DATA EXCERPTS
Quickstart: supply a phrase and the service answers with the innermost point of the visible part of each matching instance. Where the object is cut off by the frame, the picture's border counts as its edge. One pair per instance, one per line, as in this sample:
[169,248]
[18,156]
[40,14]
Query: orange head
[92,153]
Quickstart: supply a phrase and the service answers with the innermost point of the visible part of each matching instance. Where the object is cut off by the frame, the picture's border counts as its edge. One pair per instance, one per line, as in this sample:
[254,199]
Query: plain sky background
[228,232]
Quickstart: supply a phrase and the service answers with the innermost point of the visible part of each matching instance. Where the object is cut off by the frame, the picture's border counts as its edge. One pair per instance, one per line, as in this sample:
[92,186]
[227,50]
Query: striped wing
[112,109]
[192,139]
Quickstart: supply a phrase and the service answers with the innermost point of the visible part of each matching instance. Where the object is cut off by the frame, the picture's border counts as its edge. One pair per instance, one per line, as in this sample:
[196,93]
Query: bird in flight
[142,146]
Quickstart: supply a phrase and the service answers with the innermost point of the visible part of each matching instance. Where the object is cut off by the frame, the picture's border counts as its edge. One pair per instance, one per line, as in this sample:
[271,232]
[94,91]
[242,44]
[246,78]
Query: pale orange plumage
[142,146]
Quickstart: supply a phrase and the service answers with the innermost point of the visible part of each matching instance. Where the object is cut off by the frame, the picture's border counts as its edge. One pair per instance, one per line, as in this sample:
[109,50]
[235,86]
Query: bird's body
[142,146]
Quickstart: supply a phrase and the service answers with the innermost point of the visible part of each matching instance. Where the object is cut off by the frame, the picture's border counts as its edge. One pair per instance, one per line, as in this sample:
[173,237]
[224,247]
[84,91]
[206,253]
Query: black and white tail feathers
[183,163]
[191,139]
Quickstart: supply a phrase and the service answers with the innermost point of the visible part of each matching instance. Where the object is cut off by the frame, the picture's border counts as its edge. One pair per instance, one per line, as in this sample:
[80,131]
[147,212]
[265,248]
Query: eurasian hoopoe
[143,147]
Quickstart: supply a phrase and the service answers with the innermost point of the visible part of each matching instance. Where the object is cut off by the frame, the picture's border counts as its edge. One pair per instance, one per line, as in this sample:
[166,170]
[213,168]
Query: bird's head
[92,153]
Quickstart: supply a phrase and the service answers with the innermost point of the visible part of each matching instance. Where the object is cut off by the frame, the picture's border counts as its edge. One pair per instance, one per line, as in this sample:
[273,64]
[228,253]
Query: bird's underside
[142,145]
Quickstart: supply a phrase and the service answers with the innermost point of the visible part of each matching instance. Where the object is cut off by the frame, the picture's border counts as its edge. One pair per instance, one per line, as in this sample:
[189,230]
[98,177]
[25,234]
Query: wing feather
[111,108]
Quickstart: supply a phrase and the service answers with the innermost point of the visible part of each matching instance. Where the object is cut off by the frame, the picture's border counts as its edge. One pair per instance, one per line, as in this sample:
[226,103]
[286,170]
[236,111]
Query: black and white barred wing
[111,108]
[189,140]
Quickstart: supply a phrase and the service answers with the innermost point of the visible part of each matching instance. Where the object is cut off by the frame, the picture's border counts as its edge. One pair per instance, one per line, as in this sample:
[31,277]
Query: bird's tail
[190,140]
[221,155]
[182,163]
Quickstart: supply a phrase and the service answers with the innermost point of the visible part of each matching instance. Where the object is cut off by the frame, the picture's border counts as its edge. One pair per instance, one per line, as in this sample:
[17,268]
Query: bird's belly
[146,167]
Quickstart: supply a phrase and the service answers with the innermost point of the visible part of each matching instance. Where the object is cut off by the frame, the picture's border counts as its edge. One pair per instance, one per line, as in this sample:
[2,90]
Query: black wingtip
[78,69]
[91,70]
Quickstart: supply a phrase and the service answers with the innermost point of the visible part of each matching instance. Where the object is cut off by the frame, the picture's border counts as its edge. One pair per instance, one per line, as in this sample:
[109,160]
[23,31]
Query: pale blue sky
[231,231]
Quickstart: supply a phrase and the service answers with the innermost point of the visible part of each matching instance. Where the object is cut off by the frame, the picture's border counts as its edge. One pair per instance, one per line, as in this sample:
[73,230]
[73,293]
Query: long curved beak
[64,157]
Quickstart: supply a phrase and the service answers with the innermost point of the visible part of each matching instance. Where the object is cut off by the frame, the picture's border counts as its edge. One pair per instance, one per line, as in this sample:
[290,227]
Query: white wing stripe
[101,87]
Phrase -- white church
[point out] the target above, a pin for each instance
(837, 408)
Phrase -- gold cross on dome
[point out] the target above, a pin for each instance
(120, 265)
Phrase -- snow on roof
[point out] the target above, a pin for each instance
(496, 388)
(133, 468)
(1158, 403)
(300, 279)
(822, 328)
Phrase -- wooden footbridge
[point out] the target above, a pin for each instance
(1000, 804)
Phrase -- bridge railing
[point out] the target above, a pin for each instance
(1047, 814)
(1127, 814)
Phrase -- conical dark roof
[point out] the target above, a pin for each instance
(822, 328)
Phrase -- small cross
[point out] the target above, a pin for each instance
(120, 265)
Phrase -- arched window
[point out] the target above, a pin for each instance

EXERCISE OBJECTIVE
Please substitute "occurrence" for "instance" throughout the records above and write them out again, leaving everything else unchanged.

SOLUTION FOR THIS TASK
Quickstart: supply a phrase and the service answers with the innermost point of the visible part of each matching occurrence. Where the object is cut off by the frame, the picture's border counts as its edge. One pair per occurrence, one per line, as in this sample:
[169,248]
[18,156]
[40,14]
Query: orange head
[92,153]
Quickstart: supply a phrase and the service answers with the innermost point of the visible part of each matching occurrence. Where the object is cut off by the frame, the picture's border counts as its edge. One pair per occurrence, one per line, as in this sample:
[254,199]
Query: plain sky background
[228,232]
Quickstart: supply a phrase and the service answers with the innermost point of the visible part of each matching occurrence. Where the object is cut off by the frame, the picture's border counts as its edge. One pair per occurrence, one per line, as in this sample:
[92,186]
[227,50]
Query: striped wing
[112,109]
[192,139]
Quickstart: supply a phrase and the service answers with the innermost point of the visible part of each matching occurrence. Where the object is cut off by the frame, the picture's border counts as its edge. One pair per occurrence, one per line, as in this sample:
[196,93]
Query: bird in flight
[142,146]
Quickstart: supply a phrase and the service answers with the innermost point of the visible part of each matching occurrence. Where the object is cut off by the frame, the picture's border counts as its edge. One pair per occurrence, one per line, as in this sample:
[271,232]
[94,91]
[242,44]
[246,78]
Query: pale orange plumage
[142,146]
Quickstart: supply a phrase and the service answers with the innermost point of the visible part of each matching occurrence. Where the object is cut off by the frame, the picture's border counts as its edge. One pair per occurrence, one per line, as in this sample:
[109,50]
[235,86]
Query: bird's body
[142,146]
Quickstart: supply a phrase and the service answers with the innermost point of the visible part of each matching occurrence. Where the object is cut off by the frame, the picture's border counts as its edge. One pair per occurrence, one per line, as in this sample:
[173,237]
[224,247]
[84,91]
[206,253]
Query: black and white tail feathers
[183,163]
[191,139]
Quickstart: supply a phrase and the service answers with the innermost point of the visible part of each matching occurrence. Where the object is cut off by the frame, the picture's border counts as its edge. One pair per occurrence, one per line, as in this sample:
[80,131]
[147,212]
[265,248]
Query: eurasian hoopoe
[143,147]
Quickstart: supply a phrase and the service answers with the innermost point of the visible part of each matching occurrence. Where the object is cut off by the frame, the picture's border counts as its edge. One pair per occurrence, one per line, as in this sample:
[166,170]
[213,168]
Query: bird's head
[92,153]
Quickstart: supply a phrase and the service answers with the innermost point of the visible part of each matching occurrence. Where the object is cut off by the frame, the picture's border counts as its edge. One pair per occurrence, one per line, as in this sample:
[273,64]
[228,253]
Query: bird's underside
[142,145]
Quickstart: supply a phrase and the service answers with the innermost point of the visible part of each matching occurrence. Where the object is cut off by the frame, the picture's border counts as its edge. One pair per occurrence, one per line, as in this sample:
[189,230]
[98,177]
[25,234]
Query: wing feather
[111,108]
Quickstart: supply a phrase and the service answers with the innermost point of the visible part of each matching occurrence. Where the object is cut off by the frame, the picture's border counts as its edge. One pair per occurrence, one per line, as in this sample:
[226,103]
[286,170]
[236,111]
Query: black and white barred wing
[111,108]
[189,140]
Quickstart: supply a phrase and the service answers with the innermost point of the visible part of each matching occurrence. Where the object is cut off by the frame, the picture's border counts as its edge. One pair per occurrence, one per line, as in this sample:
[31,277]
Query: bird's tail
[190,140]
[221,155]
[182,163]
Quickstart: supply a phrase and the service answers with the innermost point of the visible part of each matching occurrence. Where the object is cut off by the frame, the picture's border counts as its edge. One pair per occurrence, one per line, as in this sample:
[17,268]
Query: bird's belly
[146,167]
Quickstart: supply a phrase and the service answers with the innermost point of the visible part of each matching occurrence. Where the object is cut off by the frame, the picture's border counts as its edge. One pair per occurrence, one per line, as in this sample:
[2,90]
Query: black wingtip
[78,69]
[91,70]
Quickstart: supply a phrase and the service answers with the innermost point of the visible part of each matching occurrence. Where the object is cut off by the frame, the picture's border counts as its edge. One pair per occurrence, one per line, as in this sample:
[109,160]
[23,31]
Query: pale blue sky
[231,231]
Quickstart: supply a phrase and the service answers with the innermost point of the visible part of each matching occurrence. Where the object is cut off by the frame, the picture's border counts as its edge. One pair per occurrence, one per line, as in this sample:
[73,230]
[73,293]
Query: long curved beak
[64,157]
Quickstart: supply a phrase and the service answers with the innermost point of the visible part of each matching occurrence. Where the object is cut off by the frame, the picture's border counts as its edge. One pair per occurrence, one per line, as in this sample:
[290,227]
Query: white wing stripe
[101,87]
Phrase -- white church
[point out] the target above, a pin for each occurrence
(837, 408)
Phrase -- gold cross on dome
[point out] the target above, a pin for each occurrence
(120, 265)
Phrase -- snow on roof
[point out] the target above, a pin for each occurrence
(496, 388)
(133, 468)
(1158, 403)
(300, 279)
(822, 328)
Phrase -- wooden footbridge
[point out] the target above, a pin for each occurrence
(1000, 804)
Phrase -- bridge railing
[point out] the target above, a pin for each occurrence
(1047, 814)
(1127, 814)
Phrase -- conical dark roof
[point out] the target above, a pin for each occurrence
(822, 328)
Phrase -- small cross
[point out] the target above, a pin for each occurrence
(120, 265)
Phrase -- arched window
[point out] the target above, a pin for each occurrence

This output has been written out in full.